=== Short problem ===
Retype word for word every line of the material below, from the line holding "of the baby" through the last line of the material, both ends included.

+---+

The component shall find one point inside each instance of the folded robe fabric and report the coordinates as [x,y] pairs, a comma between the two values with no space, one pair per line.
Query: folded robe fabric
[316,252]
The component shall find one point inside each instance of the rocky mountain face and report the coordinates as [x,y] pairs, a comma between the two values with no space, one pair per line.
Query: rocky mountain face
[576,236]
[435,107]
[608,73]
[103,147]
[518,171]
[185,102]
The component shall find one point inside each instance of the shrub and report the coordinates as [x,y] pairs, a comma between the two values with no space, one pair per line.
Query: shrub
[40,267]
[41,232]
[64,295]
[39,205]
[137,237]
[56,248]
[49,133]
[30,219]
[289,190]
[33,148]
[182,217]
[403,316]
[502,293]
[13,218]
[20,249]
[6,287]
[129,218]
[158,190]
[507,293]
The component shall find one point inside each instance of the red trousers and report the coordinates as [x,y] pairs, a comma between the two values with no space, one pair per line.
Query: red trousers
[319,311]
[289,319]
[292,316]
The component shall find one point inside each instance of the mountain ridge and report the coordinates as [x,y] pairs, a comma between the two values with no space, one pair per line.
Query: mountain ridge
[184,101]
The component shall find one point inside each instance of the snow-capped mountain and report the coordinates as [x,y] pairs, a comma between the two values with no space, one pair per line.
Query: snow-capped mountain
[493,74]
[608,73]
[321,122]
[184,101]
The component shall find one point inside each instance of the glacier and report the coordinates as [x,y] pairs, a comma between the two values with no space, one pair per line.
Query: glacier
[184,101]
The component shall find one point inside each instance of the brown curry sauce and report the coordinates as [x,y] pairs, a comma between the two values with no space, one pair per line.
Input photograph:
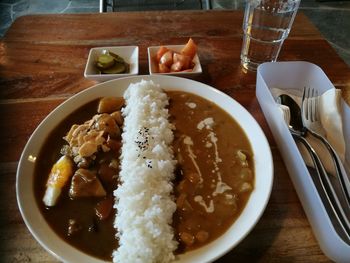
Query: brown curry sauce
[200,157]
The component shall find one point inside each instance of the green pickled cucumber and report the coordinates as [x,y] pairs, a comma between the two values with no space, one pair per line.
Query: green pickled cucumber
[117,68]
[111,63]
[116,57]
[105,61]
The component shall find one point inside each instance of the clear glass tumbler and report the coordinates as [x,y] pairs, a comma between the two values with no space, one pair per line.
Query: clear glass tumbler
[266,25]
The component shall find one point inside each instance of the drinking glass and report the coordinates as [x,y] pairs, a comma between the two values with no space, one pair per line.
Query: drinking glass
[266,25]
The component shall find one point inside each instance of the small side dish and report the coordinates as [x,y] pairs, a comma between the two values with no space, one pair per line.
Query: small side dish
[106,63]
[169,60]
[111,63]
[174,59]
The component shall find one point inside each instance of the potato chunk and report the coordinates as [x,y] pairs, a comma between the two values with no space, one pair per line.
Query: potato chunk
[85,183]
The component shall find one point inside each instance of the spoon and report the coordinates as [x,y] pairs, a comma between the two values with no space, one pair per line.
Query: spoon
[298,132]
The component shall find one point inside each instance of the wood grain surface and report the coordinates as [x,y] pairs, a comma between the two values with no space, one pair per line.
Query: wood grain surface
[42,59]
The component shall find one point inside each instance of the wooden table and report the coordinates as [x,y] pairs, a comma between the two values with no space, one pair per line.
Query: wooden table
[42,59]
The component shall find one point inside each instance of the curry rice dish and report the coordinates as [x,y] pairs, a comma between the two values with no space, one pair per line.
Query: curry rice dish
[145,177]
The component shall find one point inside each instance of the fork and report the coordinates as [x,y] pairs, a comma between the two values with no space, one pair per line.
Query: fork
[327,190]
[310,118]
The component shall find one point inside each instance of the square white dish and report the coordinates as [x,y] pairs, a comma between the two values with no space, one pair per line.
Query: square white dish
[152,66]
[296,75]
[129,53]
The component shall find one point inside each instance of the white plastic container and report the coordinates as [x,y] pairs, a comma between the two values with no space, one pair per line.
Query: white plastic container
[296,75]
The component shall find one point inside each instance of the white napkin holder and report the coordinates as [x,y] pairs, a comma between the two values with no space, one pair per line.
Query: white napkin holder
[295,76]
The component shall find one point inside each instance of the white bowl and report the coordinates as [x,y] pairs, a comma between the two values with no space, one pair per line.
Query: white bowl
[129,53]
[152,66]
[240,228]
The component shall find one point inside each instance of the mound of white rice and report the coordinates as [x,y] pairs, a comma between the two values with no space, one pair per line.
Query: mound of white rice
[144,201]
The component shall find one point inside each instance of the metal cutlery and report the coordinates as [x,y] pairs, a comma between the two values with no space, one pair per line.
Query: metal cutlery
[311,121]
[291,112]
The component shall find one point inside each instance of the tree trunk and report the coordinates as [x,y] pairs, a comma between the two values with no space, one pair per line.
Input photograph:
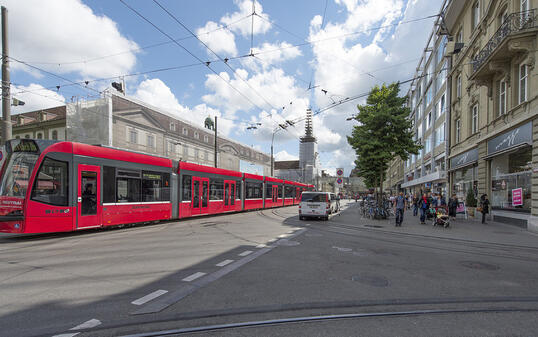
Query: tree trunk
[380,198]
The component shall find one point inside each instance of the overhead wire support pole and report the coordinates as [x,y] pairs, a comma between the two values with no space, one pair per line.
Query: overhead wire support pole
[6,97]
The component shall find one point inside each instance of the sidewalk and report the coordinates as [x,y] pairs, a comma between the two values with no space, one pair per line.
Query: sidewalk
[463,229]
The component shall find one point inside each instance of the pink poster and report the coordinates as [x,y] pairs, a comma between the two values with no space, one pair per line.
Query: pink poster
[517,197]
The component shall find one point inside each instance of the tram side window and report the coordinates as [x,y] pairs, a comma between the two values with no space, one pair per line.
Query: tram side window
[268,191]
[109,186]
[216,189]
[128,189]
[238,189]
[253,190]
[186,188]
[51,185]
[155,186]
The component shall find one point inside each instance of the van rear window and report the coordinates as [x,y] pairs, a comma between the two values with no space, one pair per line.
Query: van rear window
[313,197]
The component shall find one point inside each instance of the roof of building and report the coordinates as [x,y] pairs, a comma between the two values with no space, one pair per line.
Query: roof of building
[287,165]
[31,117]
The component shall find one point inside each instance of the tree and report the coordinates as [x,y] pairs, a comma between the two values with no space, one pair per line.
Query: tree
[384,132]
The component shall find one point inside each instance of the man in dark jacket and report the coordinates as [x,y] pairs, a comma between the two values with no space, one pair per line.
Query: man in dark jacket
[484,204]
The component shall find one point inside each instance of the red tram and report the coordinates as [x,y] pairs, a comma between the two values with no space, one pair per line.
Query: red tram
[51,186]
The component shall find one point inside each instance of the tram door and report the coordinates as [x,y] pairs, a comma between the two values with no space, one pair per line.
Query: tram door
[200,195]
[89,196]
[229,194]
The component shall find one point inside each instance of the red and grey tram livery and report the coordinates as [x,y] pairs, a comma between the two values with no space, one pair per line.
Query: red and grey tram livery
[51,186]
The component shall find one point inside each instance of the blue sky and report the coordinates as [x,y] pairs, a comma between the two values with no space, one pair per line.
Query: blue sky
[347,55]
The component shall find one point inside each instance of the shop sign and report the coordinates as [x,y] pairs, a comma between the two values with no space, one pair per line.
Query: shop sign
[519,135]
[464,158]
[517,197]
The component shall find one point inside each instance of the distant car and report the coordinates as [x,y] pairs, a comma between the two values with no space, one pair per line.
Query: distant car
[317,205]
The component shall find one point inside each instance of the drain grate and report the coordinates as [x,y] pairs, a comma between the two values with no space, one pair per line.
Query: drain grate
[479,265]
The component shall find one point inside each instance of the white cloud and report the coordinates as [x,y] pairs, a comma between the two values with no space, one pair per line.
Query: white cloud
[35,97]
[342,66]
[244,27]
[67,31]
[219,40]
[270,54]
[157,93]
[284,155]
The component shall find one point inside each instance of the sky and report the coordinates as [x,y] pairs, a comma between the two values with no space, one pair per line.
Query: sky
[215,58]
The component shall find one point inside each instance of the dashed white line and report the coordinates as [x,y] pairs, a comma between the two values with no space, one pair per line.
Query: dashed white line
[223,263]
[87,325]
[149,297]
[193,276]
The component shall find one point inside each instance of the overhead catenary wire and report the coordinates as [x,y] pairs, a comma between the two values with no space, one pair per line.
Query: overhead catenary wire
[214,53]
[190,53]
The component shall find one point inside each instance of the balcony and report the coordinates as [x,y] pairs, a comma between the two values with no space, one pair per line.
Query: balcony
[520,26]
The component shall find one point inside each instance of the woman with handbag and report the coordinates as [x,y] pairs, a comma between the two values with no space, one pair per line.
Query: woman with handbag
[484,206]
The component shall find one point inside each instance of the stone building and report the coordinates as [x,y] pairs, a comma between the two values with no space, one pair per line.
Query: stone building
[494,106]
[127,123]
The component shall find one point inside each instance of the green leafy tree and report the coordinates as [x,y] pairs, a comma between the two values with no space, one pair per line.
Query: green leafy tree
[384,132]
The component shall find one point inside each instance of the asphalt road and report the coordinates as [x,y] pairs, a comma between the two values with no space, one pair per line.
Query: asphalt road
[265,273]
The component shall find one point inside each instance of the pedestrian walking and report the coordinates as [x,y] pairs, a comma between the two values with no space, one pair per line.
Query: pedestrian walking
[453,206]
[424,205]
[399,205]
[484,205]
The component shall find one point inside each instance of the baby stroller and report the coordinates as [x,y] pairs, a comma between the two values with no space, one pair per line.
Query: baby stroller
[441,217]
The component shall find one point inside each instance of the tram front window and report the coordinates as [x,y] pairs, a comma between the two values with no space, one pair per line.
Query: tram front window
[16,176]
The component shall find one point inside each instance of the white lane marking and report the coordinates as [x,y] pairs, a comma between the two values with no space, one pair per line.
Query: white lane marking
[193,276]
[92,323]
[149,297]
[223,263]
[342,249]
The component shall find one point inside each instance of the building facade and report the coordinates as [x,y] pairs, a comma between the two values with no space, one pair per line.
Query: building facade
[427,99]
[130,124]
[494,107]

+---+

=== Complete response ===
The component shall find one point inside each instance of the baby stroller and report the coordinates as [x,y] pairs, a comma between the two values with no space, one pair per line.
Query: baby stroller
[441,217]
The component shall find one point inside each instance of the tram front window and report the coordinates as [x,y] pairs, a comma between the two values with no space, one pair per line.
Query: tram front window
[16,176]
The component shall find one point inside each instance of the white lane marking and report the coordinates as [x,y] pairs, a comma between the two values with no space, one pair per line.
Query: white lane marking
[193,276]
[92,323]
[149,297]
[223,263]
[342,249]
The component shall find one point inside each instance of the building facade and report the coordinates as [x,y] pairs, a comma between the two values with no space, one pair per line.
Query: building facade
[427,99]
[130,124]
[494,107]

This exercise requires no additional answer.